* YOUR GOAL *
Reproduce the entries that follow exactly. No picture should appear in the result.

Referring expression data
=== Begin Enclosure ===
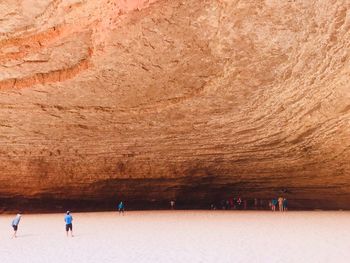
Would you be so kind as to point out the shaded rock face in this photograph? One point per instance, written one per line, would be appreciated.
(192, 100)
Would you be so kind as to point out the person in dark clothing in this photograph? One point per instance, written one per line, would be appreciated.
(69, 226)
(15, 223)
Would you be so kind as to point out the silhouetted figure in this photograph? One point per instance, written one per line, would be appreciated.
(285, 204)
(69, 225)
(15, 223)
(280, 203)
(274, 204)
(172, 204)
(121, 208)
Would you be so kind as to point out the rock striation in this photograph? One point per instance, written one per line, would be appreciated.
(191, 100)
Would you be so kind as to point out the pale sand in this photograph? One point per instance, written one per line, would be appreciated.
(180, 236)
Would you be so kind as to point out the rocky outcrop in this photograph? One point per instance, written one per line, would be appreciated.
(190, 100)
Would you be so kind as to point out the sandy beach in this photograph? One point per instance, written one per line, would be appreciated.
(179, 236)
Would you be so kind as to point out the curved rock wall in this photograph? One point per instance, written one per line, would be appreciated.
(193, 100)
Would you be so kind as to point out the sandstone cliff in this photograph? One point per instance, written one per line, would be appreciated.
(194, 100)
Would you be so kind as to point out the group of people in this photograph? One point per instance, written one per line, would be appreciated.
(68, 219)
(238, 203)
(231, 203)
(281, 202)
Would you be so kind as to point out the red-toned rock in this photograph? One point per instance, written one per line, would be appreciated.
(190, 100)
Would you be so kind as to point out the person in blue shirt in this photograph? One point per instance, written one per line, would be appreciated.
(121, 207)
(15, 223)
(68, 219)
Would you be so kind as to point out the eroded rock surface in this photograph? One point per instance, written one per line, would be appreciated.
(194, 100)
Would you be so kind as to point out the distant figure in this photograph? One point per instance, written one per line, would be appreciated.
(69, 226)
(280, 203)
(15, 223)
(273, 204)
(172, 204)
(256, 203)
(230, 200)
(239, 202)
(121, 207)
(285, 204)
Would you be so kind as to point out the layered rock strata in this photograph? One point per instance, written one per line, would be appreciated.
(192, 100)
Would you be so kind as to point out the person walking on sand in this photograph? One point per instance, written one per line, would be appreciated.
(285, 204)
(280, 203)
(172, 204)
(15, 223)
(69, 226)
(273, 204)
(121, 207)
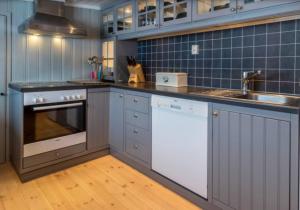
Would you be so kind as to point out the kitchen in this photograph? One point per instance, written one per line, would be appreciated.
(149, 104)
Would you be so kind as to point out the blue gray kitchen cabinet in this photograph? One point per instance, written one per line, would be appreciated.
=== End Enclosure ===
* PROBLEM SOLUTION *
Would you be so kind as to point out the shaded rock face in this photograph? One point per instance, written one per line, would be appreciated.
(192, 100)
Would you be so kind as to point out the person in dark clothing in this photograph? One point per instance, written one per line, would be appreciated.
(69, 226)
(15, 223)
Would you be so kind as to point out the silhouetted figure in this photograph? One point per instance, written one per line, would be appreciated.
(285, 204)
(69, 225)
(15, 223)
(280, 203)
(274, 204)
(172, 204)
(121, 208)
Would you be so kind as to point out the rock striation in this photograph? One point per instance, written one per line, would be appreciated.
(191, 100)
Would you be so kind as to point out the pale sand in this photograph? One point per instance, written one per line, would be appreciated.
(180, 236)
Would you be so kind as to point out the rocky outcrop in this photograph? One point per instance, written one per line, would be appreciated.
(190, 100)
Would you be so kind as to point out the sandy beach in this photograph? One point per instance, written one per line, would be appreciated.
(179, 236)
Would you be so kind as to point out the curved rock wall in this photograph? One point per instance, written one per line, would be appreciated.
(193, 100)
Would you be so kind as to point out the sandstone cliff in this photograph? One point per instance, written one per line, would be appreciated.
(194, 100)
Would you be so kind as to point out the group of people in this photograph? One point per instance, written one per line, would be appreciated.
(68, 219)
(238, 203)
(231, 203)
(281, 202)
Would you be so kind as to point out the red-toned rock in this photograph? One point per instance, written one per line, would be appreciated.
(190, 100)
Would you be so kind as to point out the person in blue shirt in this photograph? One point per instance, written one per line, would be appreciated.
(121, 207)
(15, 223)
(68, 219)
Would you be so kind as to point out the eroded rock surface in this photograph? One point per instance, written one per line, would be appreciated.
(194, 100)
Would you be so kind as to point out the distant figure in this photograph? One point per instance, written one per line, would be appreciated.
(69, 226)
(280, 203)
(15, 223)
(273, 204)
(172, 204)
(256, 203)
(230, 200)
(239, 202)
(121, 207)
(285, 204)
Would you be so kind as to point out the layered rock strata in this photograph? One point per instance, written one per line, would be appreciated.
(192, 100)
Would you be so kind as to point out the person walking on sand in this photograph? One point per instance, written one per line, would be appreciated.
(285, 204)
(280, 203)
(172, 204)
(15, 223)
(69, 226)
(273, 204)
(121, 207)
Would you be so kind as to point out the kitchen in this photograph? One point per instance, written one per line, would be appreciated.
(149, 104)
Would you be so kind as to point out the blue gray kitchen cabinet in this photograph? One point per instance, written one per line, would be appreciated.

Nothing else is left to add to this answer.